Copy out each of the rows below line for line, without changing anything in them, and omit the pictures from your output.

-- Start of Exercise inputs --

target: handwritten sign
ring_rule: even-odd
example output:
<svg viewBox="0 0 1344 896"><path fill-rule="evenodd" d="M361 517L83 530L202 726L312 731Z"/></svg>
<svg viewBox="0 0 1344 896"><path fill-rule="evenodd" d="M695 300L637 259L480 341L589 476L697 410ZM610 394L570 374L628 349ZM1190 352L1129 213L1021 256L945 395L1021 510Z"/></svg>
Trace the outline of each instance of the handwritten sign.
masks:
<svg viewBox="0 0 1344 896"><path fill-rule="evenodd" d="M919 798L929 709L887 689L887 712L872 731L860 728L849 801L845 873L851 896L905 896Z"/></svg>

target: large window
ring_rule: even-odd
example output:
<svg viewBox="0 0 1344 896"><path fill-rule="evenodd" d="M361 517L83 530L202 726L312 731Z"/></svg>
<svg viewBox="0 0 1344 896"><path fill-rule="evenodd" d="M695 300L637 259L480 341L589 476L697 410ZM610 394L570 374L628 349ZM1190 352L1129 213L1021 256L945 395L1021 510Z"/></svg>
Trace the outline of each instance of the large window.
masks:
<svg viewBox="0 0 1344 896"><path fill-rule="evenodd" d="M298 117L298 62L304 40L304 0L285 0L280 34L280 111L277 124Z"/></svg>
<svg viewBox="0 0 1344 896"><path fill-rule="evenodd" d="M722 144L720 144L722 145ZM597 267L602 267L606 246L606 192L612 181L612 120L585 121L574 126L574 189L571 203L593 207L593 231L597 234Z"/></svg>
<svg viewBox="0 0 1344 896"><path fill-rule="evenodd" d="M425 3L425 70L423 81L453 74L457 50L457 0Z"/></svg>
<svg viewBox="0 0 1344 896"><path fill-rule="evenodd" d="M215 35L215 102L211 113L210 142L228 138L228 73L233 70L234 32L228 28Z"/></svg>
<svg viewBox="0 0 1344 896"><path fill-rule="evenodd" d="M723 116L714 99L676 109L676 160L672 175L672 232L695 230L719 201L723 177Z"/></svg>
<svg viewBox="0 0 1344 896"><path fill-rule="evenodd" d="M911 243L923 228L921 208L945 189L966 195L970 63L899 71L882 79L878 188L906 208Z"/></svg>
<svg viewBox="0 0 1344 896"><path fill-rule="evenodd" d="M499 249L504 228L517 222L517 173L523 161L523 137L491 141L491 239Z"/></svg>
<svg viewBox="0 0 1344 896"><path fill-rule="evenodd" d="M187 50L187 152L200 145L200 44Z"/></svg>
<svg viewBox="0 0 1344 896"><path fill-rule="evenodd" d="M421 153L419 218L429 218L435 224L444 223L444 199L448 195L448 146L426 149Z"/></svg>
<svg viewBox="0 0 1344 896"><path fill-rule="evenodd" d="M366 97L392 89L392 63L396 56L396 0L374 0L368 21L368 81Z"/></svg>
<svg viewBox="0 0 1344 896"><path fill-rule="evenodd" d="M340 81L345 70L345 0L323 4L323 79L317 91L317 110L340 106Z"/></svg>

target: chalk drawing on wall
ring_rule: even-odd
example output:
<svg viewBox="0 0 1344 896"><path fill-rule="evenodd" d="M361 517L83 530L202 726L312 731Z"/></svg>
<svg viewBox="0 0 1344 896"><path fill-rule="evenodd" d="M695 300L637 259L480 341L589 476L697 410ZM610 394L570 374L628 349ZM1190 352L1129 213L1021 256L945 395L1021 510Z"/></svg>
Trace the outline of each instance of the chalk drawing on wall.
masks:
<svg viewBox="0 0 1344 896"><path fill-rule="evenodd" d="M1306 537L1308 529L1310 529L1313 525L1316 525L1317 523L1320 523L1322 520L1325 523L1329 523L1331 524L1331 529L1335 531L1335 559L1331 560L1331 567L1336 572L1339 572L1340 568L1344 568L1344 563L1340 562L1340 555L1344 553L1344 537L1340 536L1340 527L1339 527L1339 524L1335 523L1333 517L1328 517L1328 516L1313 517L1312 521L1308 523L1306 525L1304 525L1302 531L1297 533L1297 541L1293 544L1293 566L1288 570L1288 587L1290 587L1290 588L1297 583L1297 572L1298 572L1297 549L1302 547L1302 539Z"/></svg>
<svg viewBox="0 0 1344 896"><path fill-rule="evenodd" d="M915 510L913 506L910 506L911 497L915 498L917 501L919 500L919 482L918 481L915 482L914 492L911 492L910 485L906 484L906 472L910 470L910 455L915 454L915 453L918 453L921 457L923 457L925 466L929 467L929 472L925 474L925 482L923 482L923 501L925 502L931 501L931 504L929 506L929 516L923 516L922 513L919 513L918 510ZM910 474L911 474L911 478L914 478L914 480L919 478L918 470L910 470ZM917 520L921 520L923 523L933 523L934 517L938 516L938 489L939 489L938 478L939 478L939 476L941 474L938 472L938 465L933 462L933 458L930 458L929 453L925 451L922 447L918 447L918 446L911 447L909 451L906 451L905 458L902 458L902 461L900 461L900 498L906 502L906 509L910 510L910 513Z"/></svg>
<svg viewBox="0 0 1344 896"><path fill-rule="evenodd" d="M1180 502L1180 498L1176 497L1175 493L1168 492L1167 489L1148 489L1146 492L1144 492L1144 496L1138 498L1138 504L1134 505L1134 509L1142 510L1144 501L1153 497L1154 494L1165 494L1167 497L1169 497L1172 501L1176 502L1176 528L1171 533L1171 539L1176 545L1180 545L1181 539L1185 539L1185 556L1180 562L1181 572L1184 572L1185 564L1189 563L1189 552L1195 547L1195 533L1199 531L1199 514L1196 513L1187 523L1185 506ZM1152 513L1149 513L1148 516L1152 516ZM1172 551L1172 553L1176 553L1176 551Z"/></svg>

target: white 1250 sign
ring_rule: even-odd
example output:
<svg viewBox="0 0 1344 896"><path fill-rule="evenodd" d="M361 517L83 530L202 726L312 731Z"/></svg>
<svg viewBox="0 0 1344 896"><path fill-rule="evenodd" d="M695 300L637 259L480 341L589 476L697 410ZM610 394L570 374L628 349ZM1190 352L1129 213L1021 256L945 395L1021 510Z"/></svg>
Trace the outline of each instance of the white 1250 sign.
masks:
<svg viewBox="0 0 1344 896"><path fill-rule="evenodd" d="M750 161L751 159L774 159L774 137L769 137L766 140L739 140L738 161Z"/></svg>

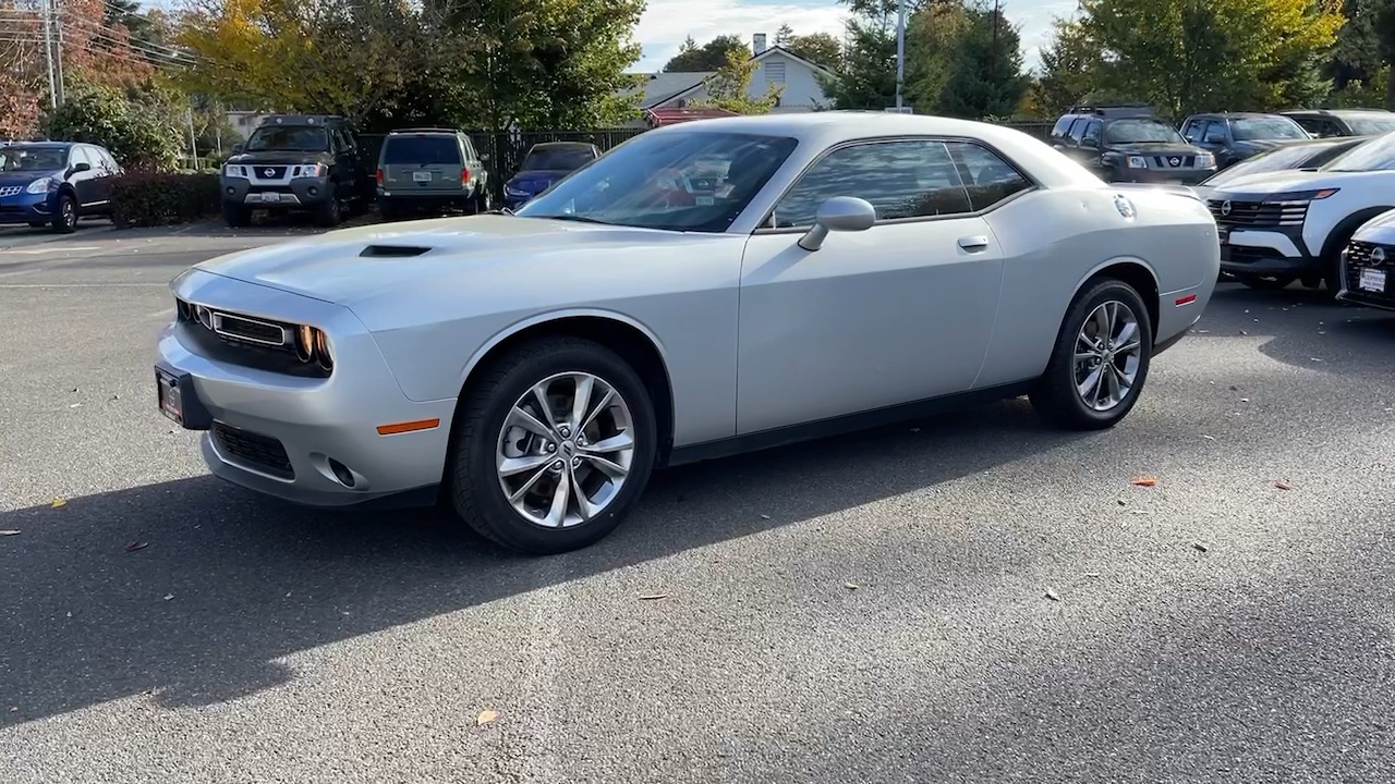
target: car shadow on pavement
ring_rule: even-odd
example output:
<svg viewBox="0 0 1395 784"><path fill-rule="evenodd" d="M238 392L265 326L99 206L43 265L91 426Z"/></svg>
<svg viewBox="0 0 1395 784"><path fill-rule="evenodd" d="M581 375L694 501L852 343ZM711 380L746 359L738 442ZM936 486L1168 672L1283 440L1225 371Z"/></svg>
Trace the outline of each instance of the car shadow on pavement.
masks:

-- End of Exercise inputs --

* Reply
target: handwritten sign
ring_rule: even-odd
example output:
<svg viewBox="0 0 1344 896"><path fill-rule="evenodd" d="M361 517L83 530L202 726L312 731Z"/></svg>
<svg viewBox="0 0 1344 896"><path fill-rule="evenodd" d="M695 300L637 259L480 341L589 476L697 410ZM610 394L570 374L628 349ZM1190 352L1129 213L1021 256L945 395L1021 510Z"/></svg>
Trace the outline of each instance of the handwritten sign.
masks:
<svg viewBox="0 0 1344 896"><path fill-rule="evenodd" d="M919 798L929 709L887 689L887 712L872 731L860 728L849 801L845 873L851 896L905 896Z"/></svg>

target: large window
ring_rule: even-odd
example output:
<svg viewBox="0 0 1344 896"><path fill-rule="evenodd" d="M361 517L83 530L202 726L312 731Z"/></svg>
<svg viewBox="0 0 1344 896"><path fill-rule="evenodd" d="M695 300L637 259L480 341L589 476L697 410ZM610 394L570 374L628 349ZM1190 352L1129 213L1021 256L945 395L1021 510Z"/></svg>
Trace the outline of each instance of the large window.
masks:
<svg viewBox="0 0 1344 896"><path fill-rule="evenodd" d="M298 117L298 62L304 40L304 0L285 0L280 34L280 111L277 124Z"/></svg>
<svg viewBox="0 0 1344 896"><path fill-rule="evenodd" d="M722 144L720 144L722 145ZM597 267L602 267L606 246L606 192L612 181L612 120L585 121L574 126L574 189L571 203L593 207L593 231L597 234Z"/></svg>
<svg viewBox="0 0 1344 896"><path fill-rule="evenodd" d="M425 3L425 70L423 81L453 74L457 50L457 0Z"/></svg>
<svg viewBox="0 0 1344 896"><path fill-rule="evenodd" d="M215 35L215 102L211 113L210 142L228 138L228 73L233 70L234 32L228 28Z"/></svg>
<svg viewBox="0 0 1344 896"><path fill-rule="evenodd" d="M723 116L714 99L676 109L676 160L672 175L672 232L695 230L719 201L723 177Z"/></svg>
<svg viewBox="0 0 1344 896"><path fill-rule="evenodd" d="M911 243L923 228L921 208L945 189L966 195L970 63L899 71L882 79L878 188L906 208Z"/></svg>
<svg viewBox="0 0 1344 896"><path fill-rule="evenodd" d="M499 249L504 228L517 222L517 173L523 161L523 137L491 141L491 239Z"/></svg>
<svg viewBox="0 0 1344 896"><path fill-rule="evenodd" d="M187 50L187 152L200 145L200 44Z"/></svg>
<svg viewBox="0 0 1344 896"><path fill-rule="evenodd" d="M421 153L419 218L429 218L435 224L444 223L444 199L448 195L448 146L426 149Z"/></svg>
<svg viewBox="0 0 1344 896"><path fill-rule="evenodd" d="M366 97L392 89L392 63L396 56L396 0L374 0L368 21L368 81Z"/></svg>
<svg viewBox="0 0 1344 896"><path fill-rule="evenodd" d="M340 81L345 70L345 0L323 4L323 79L317 91L317 110L340 106Z"/></svg>

target: chalk drawing on wall
ring_rule: even-odd
example output:
<svg viewBox="0 0 1344 896"><path fill-rule="evenodd" d="M361 517L83 530L202 726L312 731Z"/></svg>
<svg viewBox="0 0 1344 896"><path fill-rule="evenodd" d="M695 300L637 259L480 341L589 476L697 410ZM610 394L570 374L628 349ZM1190 352L1129 213L1021 256L945 395L1021 510Z"/></svg>
Trace the outline of each instance of the chalk drawing on wall.
masks:
<svg viewBox="0 0 1344 896"><path fill-rule="evenodd" d="M1306 537L1308 529L1310 529L1313 525L1316 525L1317 523L1320 523L1322 520L1325 523L1329 523L1331 524L1331 529L1335 531L1335 559L1331 560L1331 567L1336 572L1339 572L1340 568L1344 568L1344 563L1340 562L1340 555L1344 553L1344 537L1340 536L1340 527L1339 527L1339 524L1335 523L1333 517L1328 517L1328 516L1313 517L1312 521L1308 523L1306 525L1304 525L1302 531L1297 533L1297 541L1293 544L1293 566L1288 570L1288 587L1290 587L1290 588L1297 583L1297 572L1298 572L1297 549L1302 547L1302 539Z"/></svg>
<svg viewBox="0 0 1344 896"><path fill-rule="evenodd" d="M915 510L913 506L910 506L911 497L915 498L917 501L919 500L919 482L918 481L915 482L914 492L911 492L910 485L906 484L906 472L910 470L910 455L915 454L915 453L918 453L921 457L923 457L925 466L929 467L929 472L925 474L925 482L923 482L923 501L925 502L931 501L931 504L929 506L929 516L923 516L922 513L919 513L918 510ZM910 474L911 474L911 478L914 478L914 480L919 478L918 470L910 470ZM917 520L921 520L923 523L933 523L934 517L938 516L938 489L939 489L938 478L939 478L939 476L941 474L938 472L938 465L933 462L933 458L930 458L929 453L925 451L922 447L918 447L918 446L911 447L909 451L906 451L905 458L902 458L902 461L900 461L900 498L906 502L906 509L910 510L910 513Z"/></svg>
<svg viewBox="0 0 1344 896"><path fill-rule="evenodd" d="M1180 502L1180 498L1176 497L1175 493L1168 492L1167 489L1148 489L1146 492L1144 492L1144 496L1138 498L1138 504L1134 505L1134 509L1142 510L1144 501L1153 497L1154 494L1165 494L1167 497L1169 497L1172 501L1176 502L1176 528L1171 533L1171 539L1176 545L1180 545L1181 539L1185 539L1185 556L1180 562L1181 572L1184 572L1185 564L1189 563L1189 552L1195 547L1195 533L1199 531L1199 514L1196 513L1187 523L1185 506ZM1152 513L1149 513L1148 516L1152 516ZM1172 551L1172 553L1176 553L1176 551Z"/></svg>

target: white 1250 sign
ring_rule: even-odd
example output:
<svg viewBox="0 0 1344 896"><path fill-rule="evenodd" d="M361 517L83 530L202 726L312 731Z"/></svg>
<svg viewBox="0 0 1344 896"><path fill-rule="evenodd" d="M695 300L637 259L480 341L589 476L697 410ZM610 394L570 374L628 349ZM1190 352L1129 213L1021 256L945 395L1021 510Z"/></svg>
Trace the outline of each instance of the white 1250 sign.
masks:
<svg viewBox="0 0 1344 896"><path fill-rule="evenodd" d="M750 161L751 159L774 159L774 137L769 137L766 140L739 140L738 161Z"/></svg>

target: car shadow on pavement
ring_rule: even-odd
example output:
<svg viewBox="0 0 1395 784"><path fill-rule="evenodd" d="M238 392L265 326L99 206L43 265L91 426Z"/></svg>
<svg viewBox="0 0 1395 784"><path fill-rule="evenodd" d="M581 375L694 501L852 343ZM711 380L746 359L738 442ZM936 486L1168 672L1283 440L1225 371Z"/></svg>
Trace the outline of each instance of the car shadow on pavement.
masks:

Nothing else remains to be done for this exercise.